> **EXERCISE OBJECTIVE**
Update the material from the line with "Locate every instance of the large" up to and including the line with "[1075, 611]", replacing "metal table" with "iron table" and leaving everything else unchanged. Return only those lines.

> **EXERCISE MATERIALS**
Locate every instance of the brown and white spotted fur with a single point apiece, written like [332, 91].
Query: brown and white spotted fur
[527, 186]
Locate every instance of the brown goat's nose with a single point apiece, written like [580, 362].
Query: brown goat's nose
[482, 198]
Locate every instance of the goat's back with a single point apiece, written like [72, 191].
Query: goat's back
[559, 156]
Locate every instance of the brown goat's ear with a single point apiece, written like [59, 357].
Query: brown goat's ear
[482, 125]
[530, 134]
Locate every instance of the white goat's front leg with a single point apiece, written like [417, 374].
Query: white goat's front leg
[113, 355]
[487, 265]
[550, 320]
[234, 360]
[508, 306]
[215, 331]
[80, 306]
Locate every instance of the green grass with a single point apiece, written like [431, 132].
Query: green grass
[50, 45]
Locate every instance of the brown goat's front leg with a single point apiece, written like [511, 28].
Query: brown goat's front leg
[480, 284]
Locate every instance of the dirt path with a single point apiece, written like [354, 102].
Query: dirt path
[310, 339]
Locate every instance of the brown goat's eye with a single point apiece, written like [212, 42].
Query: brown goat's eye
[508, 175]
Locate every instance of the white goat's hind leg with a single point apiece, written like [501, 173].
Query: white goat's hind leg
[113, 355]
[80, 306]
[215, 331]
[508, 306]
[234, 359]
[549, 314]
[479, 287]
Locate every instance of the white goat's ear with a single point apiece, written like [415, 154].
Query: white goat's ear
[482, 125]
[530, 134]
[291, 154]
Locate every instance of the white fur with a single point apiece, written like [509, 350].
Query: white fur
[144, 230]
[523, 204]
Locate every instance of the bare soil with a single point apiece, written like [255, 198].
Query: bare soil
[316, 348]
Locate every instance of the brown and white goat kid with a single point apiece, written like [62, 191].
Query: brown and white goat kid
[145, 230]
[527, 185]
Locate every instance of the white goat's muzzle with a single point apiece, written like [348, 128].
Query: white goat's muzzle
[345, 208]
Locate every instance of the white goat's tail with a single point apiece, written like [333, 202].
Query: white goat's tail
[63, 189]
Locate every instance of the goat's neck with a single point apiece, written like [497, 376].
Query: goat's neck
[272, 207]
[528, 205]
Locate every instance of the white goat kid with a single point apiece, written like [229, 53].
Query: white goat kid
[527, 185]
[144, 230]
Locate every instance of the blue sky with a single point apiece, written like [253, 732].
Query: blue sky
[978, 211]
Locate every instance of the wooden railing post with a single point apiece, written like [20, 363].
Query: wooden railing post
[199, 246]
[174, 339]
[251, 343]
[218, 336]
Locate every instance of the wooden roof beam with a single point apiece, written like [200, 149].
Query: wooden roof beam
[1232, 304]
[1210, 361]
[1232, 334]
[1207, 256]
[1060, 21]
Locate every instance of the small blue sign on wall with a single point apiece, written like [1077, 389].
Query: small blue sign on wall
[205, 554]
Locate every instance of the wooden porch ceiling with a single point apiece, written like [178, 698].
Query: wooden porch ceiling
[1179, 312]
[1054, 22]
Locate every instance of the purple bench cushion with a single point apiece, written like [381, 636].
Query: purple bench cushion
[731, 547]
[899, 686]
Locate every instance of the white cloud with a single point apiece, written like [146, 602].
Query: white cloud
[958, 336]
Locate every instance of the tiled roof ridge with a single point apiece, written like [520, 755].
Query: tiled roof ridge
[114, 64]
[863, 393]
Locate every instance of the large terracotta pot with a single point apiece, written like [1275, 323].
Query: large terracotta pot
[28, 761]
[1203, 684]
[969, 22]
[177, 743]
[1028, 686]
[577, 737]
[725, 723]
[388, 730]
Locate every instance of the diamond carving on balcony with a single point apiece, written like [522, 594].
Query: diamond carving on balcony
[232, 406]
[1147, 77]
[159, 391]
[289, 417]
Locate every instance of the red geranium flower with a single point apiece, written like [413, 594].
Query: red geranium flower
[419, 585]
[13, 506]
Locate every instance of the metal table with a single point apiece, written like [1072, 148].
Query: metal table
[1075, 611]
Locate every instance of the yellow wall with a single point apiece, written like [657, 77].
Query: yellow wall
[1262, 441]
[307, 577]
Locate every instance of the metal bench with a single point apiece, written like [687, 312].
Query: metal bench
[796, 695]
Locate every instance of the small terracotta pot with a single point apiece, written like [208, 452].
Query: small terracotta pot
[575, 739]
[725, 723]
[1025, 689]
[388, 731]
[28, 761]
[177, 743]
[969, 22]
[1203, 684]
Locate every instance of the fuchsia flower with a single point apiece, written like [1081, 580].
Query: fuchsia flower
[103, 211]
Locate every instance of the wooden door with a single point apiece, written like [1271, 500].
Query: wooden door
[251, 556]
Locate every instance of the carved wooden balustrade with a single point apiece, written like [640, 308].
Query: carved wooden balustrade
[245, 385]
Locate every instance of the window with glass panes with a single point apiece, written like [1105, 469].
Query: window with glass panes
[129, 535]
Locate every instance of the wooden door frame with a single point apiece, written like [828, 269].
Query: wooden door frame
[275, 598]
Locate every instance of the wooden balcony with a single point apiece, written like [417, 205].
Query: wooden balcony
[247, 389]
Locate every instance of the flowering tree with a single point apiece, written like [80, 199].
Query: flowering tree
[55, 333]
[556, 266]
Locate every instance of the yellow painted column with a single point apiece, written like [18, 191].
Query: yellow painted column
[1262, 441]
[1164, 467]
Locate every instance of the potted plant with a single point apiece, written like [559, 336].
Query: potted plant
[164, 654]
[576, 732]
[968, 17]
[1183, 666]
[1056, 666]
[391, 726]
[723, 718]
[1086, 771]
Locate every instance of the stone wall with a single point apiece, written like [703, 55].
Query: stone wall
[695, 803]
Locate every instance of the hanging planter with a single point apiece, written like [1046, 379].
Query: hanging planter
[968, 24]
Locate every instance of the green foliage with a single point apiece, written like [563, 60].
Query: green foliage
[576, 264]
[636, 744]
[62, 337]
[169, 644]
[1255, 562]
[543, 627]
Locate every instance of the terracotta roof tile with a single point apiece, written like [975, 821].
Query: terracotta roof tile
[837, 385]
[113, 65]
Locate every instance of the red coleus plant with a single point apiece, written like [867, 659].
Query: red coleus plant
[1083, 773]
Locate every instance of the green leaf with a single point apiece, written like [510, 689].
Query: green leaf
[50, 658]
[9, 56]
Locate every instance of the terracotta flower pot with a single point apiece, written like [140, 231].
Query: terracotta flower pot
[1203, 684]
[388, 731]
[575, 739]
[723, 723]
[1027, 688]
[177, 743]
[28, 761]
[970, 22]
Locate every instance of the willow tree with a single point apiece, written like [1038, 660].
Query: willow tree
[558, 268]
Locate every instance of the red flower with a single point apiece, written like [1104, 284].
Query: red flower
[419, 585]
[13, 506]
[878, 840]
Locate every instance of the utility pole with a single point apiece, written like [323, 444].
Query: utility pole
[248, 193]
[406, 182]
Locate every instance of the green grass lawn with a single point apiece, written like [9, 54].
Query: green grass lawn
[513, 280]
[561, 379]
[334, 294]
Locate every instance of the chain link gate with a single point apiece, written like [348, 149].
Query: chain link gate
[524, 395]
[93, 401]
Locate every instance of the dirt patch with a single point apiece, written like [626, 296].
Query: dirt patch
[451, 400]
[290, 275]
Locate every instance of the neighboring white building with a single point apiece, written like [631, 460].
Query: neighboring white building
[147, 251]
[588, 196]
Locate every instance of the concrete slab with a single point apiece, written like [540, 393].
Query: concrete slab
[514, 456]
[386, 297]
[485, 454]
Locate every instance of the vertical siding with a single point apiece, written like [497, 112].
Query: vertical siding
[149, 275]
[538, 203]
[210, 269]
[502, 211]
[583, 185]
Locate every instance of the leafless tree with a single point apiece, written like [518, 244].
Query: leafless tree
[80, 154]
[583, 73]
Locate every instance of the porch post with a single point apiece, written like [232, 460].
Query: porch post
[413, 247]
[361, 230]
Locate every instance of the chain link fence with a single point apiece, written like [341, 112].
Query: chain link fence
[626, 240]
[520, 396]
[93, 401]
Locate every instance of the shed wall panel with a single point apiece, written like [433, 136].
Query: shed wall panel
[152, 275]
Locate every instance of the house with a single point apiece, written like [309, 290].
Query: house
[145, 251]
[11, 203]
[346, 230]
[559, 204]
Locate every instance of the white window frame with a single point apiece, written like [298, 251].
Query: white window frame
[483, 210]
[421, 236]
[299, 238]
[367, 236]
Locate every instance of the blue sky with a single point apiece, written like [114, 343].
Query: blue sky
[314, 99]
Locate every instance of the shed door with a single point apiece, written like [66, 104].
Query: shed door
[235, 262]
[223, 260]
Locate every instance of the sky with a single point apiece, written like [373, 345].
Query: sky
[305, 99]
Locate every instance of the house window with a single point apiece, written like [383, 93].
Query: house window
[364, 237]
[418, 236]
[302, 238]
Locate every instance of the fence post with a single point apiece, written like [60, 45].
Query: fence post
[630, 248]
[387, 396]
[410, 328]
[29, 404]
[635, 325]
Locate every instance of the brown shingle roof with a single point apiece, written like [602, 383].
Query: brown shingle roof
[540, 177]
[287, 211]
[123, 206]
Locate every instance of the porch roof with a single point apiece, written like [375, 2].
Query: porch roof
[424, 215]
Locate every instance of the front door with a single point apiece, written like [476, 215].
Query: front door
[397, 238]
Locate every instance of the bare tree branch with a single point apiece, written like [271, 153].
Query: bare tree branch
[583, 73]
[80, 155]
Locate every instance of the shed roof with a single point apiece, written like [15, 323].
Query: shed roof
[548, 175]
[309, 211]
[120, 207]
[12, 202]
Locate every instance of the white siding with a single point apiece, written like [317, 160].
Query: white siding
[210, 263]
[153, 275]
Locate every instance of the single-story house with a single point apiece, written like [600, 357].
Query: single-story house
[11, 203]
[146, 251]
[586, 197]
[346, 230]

> **COMPLETED TASK**
Locate every instance of the large terracotta pot with a single point apiece, written like [1275, 323].
Query: large terracotta pot
[28, 761]
[1203, 684]
[969, 22]
[177, 743]
[1028, 686]
[577, 737]
[725, 723]
[388, 730]
Locate every instance of the diamond carving on balcony with a single point apiece, written like [522, 594].
Query: diamond carving on balcony
[232, 406]
[1147, 77]
[159, 391]
[289, 417]
Locate every instance of the red geranium flower with a single point apiece, written like [413, 594].
Query: red geranium flower
[419, 585]
[13, 506]
Locate every instance of the iron table with a single point apiece, written like [1072, 148].
Query: iron table
[1075, 611]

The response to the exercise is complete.